### DOCUMENT SEGMENT

There are two important caveats with respect to satisfaction of the Physical Work Method. First, the manufacture of items that are either in “inventory or are normally held in inventory by a vendor” does not satisfy the requirement. For instance, the manufacture of fasteners would not qualify as fasteners are normally held in inventory by vendors. Likewise, the manufacture of most solar panels would appear to not qualify. In contrast, manufacture of a custom step-up transformer does qualify because vendors do not hold custom step-up transformers in inventory.
The second caveat is that the work not directly performed by the taxpayer must be performed pursuant to a “binding written contract” that is executed prior to the work being started. As related parties in many instances are separate taxpayers (e.g., a corporate parent and its wholly owned corporate subsidiary), project owners need to use care to ensure that work done by a related party that is a separate taxpayer is performed under a binding written contract between the project owner and its affiliate.
To be treated as a binding, the contract has to be binding under state law (e.g., not an option agreement) and damages cannot be capped at less than five percent of the contract value. That does not mean the project owner must always pay at least five percent of the contract value. For instance, if the contractor’s actual damages were only one percent of the contract value, it would be sufficient that in the case of a breach that the project owner’s would owe the actual damages (i.e., one percent). That is, the words “five percent” do not have to be included at all in the contract, so long as the contract does not have any cap on the damages the project owner would owe the contractor for a breach.

### PROVIDED DATA
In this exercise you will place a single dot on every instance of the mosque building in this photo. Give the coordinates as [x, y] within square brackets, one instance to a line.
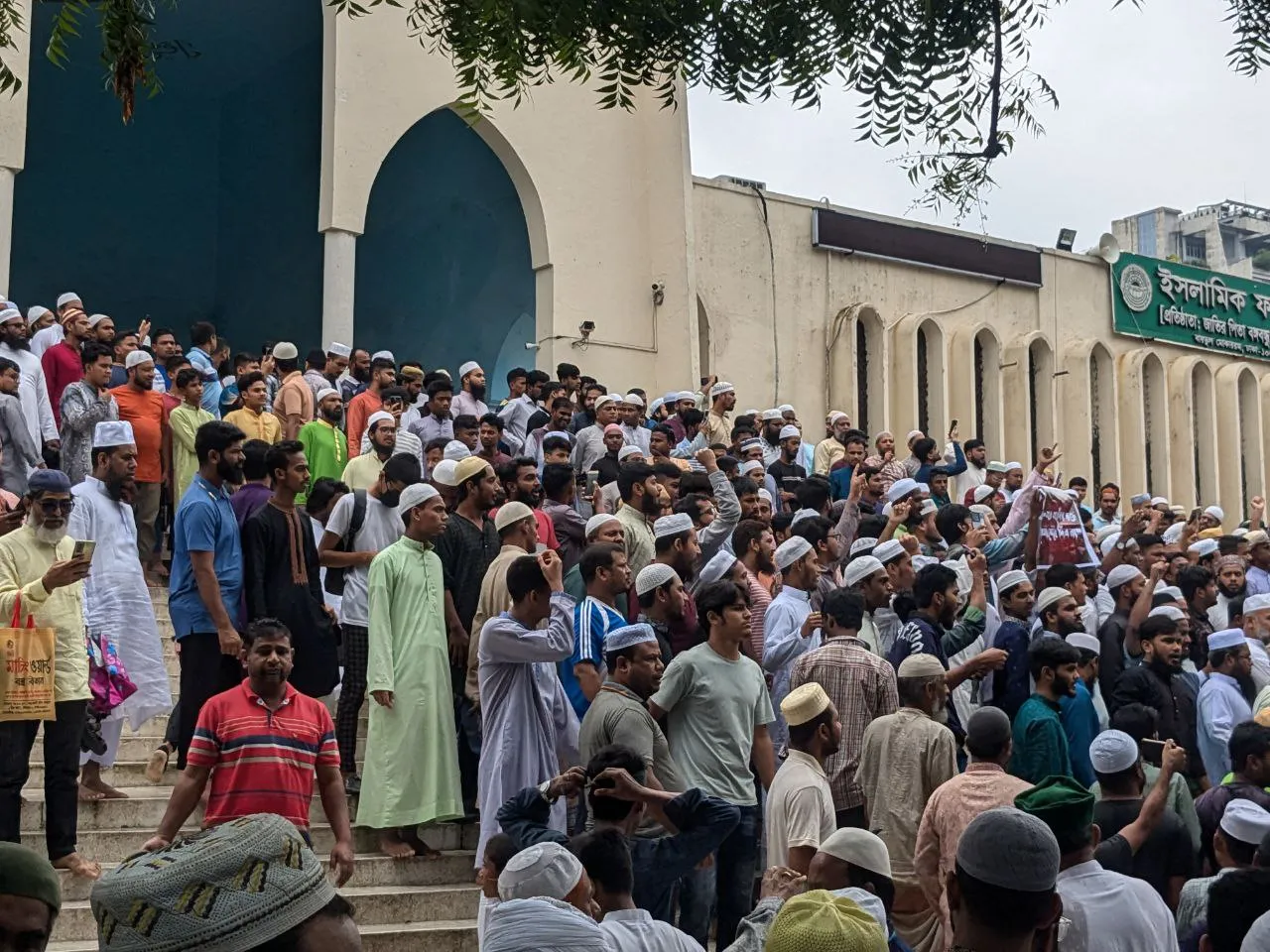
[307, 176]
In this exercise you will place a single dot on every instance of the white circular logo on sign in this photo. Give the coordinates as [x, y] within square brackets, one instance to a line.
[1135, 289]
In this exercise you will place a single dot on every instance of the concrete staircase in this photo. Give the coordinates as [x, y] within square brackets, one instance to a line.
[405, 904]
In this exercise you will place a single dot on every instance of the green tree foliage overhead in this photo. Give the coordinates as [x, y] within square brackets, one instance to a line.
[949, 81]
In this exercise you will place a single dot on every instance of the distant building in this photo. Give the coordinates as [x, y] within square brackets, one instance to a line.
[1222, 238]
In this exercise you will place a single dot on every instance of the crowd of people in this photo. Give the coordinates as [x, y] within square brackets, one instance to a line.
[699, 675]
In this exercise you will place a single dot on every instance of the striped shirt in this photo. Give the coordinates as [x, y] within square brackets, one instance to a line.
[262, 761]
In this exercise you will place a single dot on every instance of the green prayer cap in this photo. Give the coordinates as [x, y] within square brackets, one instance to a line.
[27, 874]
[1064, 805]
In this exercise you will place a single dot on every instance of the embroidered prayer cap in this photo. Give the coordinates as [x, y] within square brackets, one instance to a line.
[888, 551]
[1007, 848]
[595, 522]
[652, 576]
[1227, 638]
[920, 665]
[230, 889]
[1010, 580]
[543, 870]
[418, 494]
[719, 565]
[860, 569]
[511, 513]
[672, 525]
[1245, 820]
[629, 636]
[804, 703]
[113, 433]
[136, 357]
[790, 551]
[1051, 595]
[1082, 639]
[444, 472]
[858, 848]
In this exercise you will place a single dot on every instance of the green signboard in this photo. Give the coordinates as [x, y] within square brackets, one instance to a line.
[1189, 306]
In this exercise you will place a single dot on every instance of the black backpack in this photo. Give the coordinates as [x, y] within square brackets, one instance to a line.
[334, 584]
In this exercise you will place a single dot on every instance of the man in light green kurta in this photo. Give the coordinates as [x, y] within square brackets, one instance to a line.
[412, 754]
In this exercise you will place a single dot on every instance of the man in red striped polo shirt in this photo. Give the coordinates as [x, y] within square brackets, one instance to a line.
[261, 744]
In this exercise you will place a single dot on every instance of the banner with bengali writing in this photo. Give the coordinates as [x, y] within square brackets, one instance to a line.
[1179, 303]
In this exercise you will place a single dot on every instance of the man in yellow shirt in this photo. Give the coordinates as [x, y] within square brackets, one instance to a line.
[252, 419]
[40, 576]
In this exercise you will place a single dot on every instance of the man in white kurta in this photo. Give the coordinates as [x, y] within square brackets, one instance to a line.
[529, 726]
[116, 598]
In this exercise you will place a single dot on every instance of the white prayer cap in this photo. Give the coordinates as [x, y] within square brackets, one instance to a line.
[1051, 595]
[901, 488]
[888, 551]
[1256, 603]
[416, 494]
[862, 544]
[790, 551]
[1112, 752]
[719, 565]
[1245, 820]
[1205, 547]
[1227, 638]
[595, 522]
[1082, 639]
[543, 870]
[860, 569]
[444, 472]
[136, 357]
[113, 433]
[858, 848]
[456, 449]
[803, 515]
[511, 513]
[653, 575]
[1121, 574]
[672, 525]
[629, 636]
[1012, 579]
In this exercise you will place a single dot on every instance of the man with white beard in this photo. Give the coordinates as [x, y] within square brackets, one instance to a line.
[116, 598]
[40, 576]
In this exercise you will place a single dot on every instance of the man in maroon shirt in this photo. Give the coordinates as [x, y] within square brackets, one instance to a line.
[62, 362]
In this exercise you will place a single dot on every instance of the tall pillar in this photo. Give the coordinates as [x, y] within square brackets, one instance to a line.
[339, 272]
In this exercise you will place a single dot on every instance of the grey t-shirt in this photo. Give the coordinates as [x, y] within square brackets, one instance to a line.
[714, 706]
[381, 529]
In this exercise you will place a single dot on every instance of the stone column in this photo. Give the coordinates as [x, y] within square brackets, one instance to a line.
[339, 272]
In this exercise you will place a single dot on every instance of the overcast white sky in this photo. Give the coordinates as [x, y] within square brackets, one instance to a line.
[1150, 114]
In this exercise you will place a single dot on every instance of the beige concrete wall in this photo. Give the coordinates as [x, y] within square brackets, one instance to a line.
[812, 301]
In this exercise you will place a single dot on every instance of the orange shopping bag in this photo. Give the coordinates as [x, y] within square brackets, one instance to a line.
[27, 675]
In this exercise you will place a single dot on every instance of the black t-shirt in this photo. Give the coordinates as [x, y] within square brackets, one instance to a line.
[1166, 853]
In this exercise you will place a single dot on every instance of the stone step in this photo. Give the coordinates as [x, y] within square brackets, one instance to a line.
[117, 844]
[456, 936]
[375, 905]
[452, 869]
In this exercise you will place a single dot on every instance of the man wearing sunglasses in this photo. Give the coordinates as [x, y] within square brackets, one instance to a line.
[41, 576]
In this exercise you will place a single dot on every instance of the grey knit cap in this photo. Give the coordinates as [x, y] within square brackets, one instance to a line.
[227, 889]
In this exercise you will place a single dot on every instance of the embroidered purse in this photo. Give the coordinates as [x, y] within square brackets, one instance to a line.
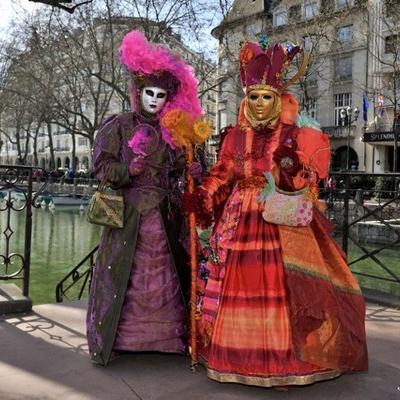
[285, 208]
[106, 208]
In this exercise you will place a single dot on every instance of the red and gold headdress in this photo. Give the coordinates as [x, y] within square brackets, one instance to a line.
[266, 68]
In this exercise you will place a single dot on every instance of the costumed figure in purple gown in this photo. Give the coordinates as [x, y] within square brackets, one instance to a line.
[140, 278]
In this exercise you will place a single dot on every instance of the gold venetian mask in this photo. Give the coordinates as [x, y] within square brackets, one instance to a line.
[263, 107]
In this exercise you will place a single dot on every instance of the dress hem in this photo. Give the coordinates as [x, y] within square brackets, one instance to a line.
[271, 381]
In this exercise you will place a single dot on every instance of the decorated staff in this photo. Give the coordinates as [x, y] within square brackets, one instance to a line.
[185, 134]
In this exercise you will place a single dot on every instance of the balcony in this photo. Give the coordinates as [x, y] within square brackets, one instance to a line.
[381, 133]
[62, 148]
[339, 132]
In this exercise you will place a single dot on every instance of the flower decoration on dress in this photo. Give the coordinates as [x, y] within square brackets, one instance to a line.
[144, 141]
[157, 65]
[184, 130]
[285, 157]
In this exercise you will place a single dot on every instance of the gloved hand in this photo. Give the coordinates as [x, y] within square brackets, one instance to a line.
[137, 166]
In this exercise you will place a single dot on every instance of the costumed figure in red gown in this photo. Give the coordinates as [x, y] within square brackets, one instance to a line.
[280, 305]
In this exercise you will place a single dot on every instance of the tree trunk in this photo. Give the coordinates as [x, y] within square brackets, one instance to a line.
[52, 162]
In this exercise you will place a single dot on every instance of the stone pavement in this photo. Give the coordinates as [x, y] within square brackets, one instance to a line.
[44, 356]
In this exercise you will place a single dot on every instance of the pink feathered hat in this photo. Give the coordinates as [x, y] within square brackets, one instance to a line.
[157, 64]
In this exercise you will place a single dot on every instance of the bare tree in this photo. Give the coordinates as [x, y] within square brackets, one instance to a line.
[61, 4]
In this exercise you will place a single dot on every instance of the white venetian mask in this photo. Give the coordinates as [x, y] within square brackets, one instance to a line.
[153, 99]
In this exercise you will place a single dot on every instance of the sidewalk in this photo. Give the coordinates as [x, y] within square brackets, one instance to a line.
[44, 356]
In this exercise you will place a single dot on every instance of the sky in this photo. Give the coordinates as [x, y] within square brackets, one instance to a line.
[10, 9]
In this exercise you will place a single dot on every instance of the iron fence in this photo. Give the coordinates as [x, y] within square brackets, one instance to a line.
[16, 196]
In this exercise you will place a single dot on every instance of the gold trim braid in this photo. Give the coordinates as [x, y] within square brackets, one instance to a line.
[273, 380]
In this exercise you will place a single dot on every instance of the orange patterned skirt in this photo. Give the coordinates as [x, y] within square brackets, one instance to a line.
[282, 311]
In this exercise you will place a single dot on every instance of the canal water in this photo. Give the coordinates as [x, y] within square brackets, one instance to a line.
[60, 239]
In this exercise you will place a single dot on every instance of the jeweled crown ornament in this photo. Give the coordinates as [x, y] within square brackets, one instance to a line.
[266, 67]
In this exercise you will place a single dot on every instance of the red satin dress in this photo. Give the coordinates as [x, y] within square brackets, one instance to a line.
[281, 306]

### PROMPT
Copy out the full passage on the two caveats to the Physical Work Method, word for word.

### RESULT OF THIS EXERCISE
There are two important caveats with respect to satisfaction of the Physical Work Method. First, the manufacture of items that are either in “inventory or are normally held in inventory by a vendor” does not satisfy the requirement. For instance, the manufacture of fasteners would not qualify as fasteners are normally held in inventory by vendors. Likewise, the manufacture of most solar panels would appear to not qualify. In contrast, manufacture of a custom step-up transformer does qualify because vendors do not hold custom step-up transformers in inventory.
The second caveat is that the work not directly performed by the taxpayer must be performed pursuant to a “binding written contract” that is executed prior to the work being started. As related parties in many instances are separate taxpayers (e.g., a corporate parent and its wholly owned corporate subsidiary), project owners need to use care to ensure that work done by a related party that is a separate taxpayer is performed under a binding written contract between the project owner and its affiliate.
To be treated as a binding, the contract has to be binding under state law (e.g., not an option agreement) and damages cannot be capped at less than five percent of the contract value. That does not mean the project owner must always pay at least five percent of the contract value. For instance, if the contractor’s actual damages were only one percent of the contract value, it would be sufficient that in the case of a breach that the project owner’s would owe the actual damages (i.e., one percent). That is, the words “five percent” do not have to be included at all in the contract, so long as the contract does not have any cap on the damages the project owner would owe the contractor for a breach.